Problem to solve: Output every record again so that it matches the original word for word.

Records to process:
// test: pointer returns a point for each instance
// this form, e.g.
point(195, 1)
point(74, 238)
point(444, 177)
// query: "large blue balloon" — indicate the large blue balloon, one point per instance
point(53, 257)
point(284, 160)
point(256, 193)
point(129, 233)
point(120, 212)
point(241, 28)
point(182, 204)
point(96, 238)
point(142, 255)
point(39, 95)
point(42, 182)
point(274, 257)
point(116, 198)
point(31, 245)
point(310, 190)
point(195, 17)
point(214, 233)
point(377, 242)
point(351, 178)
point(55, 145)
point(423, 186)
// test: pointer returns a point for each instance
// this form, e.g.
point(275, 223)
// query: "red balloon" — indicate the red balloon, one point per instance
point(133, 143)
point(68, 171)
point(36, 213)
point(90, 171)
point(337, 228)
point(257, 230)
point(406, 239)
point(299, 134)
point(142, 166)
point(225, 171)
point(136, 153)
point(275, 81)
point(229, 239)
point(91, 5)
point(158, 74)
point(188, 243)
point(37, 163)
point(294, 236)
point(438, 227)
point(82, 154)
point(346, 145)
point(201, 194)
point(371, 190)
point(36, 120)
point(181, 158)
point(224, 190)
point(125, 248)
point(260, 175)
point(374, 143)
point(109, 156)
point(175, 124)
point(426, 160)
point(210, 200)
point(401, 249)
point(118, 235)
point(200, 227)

Written response:
// test: pointer returns a point for each instance
// this form, e.g.
point(195, 1)
point(74, 238)
point(444, 177)
// query: "large blue balloon" — indicate the large blue balloon, one point per instance
point(53, 257)
point(284, 160)
point(256, 193)
point(129, 233)
point(120, 212)
point(241, 28)
point(182, 204)
point(96, 238)
point(142, 255)
point(39, 95)
point(42, 182)
point(274, 257)
point(116, 198)
point(31, 245)
point(310, 190)
point(195, 17)
point(214, 233)
point(377, 242)
point(351, 178)
point(55, 145)
point(423, 186)
// test: pointer returns a point for each instance
// this form, e.g.
point(275, 223)
// query: "red balloon" — indicate the red balloon, one point per instance
point(133, 143)
point(68, 171)
point(36, 213)
point(90, 171)
point(337, 228)
point(257, 230)
point(406, 239)
point(299, 134)
point(142, 166)
point(225, 171)
point(136, 153)
point(275, 81)
point(229, 239)
point(91, 5)
point(158, 74)
point(188, 243)
point(37, 163)
point(294, 236)
point(438, 227)
point(82, 154)
point(346, 145)
point(201, 194)
point(371, 190)
point(36, 120)
point(181, 158)
point(224, 190)
point(125, 248)
point(260, 175)
point(374, 143)
point(109, 156)
point(175, 124)
point(426, 160)
point(210, 200)
point(401, 249)
point(118, 235)
point(200, 227)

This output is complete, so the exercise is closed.